Directions for this task
Across the listing below, how many lines contain "exact"? Answer with the number and nothing else.

Provided material
________
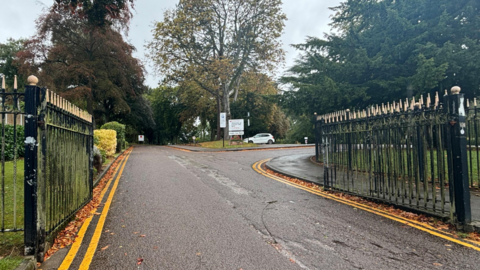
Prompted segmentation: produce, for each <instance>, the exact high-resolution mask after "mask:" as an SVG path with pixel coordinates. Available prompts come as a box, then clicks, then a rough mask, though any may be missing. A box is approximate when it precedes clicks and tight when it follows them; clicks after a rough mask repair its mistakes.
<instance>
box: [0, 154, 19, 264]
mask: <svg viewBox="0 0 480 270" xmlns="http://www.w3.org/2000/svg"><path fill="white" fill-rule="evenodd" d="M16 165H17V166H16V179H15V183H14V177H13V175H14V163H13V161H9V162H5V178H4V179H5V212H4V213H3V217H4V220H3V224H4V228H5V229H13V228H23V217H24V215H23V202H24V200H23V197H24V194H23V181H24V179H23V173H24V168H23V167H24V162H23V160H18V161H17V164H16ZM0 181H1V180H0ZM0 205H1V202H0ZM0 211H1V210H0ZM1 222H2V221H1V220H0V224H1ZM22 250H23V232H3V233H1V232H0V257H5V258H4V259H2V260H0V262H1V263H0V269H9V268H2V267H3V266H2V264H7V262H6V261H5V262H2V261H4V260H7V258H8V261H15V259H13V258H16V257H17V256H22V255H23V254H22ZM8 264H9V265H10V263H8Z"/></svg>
________
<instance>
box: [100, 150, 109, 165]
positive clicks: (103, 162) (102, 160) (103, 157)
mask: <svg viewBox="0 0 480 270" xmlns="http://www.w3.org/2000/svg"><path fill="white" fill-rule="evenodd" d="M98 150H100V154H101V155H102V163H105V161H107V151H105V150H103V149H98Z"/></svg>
________
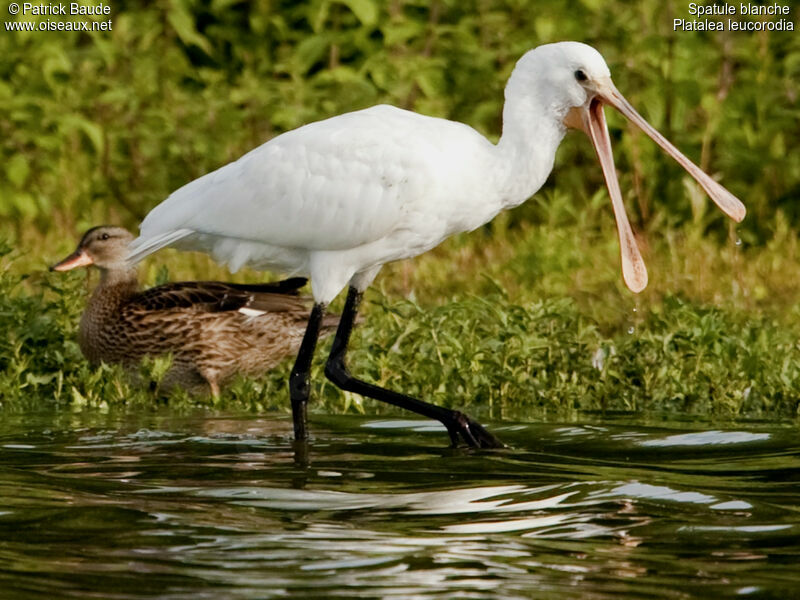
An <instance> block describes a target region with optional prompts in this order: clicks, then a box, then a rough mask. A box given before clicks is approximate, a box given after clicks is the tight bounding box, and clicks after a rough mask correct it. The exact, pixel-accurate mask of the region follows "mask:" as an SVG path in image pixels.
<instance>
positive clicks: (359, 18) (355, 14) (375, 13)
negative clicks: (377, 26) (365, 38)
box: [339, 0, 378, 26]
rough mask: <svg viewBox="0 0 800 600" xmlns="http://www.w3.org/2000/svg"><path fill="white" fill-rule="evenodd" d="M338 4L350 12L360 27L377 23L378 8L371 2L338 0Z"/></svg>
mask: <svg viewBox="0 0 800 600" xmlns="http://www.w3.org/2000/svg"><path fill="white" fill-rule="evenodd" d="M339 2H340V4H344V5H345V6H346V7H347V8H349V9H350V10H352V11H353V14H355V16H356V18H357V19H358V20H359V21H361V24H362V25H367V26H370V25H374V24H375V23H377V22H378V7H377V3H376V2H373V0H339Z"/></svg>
________
Answer box
2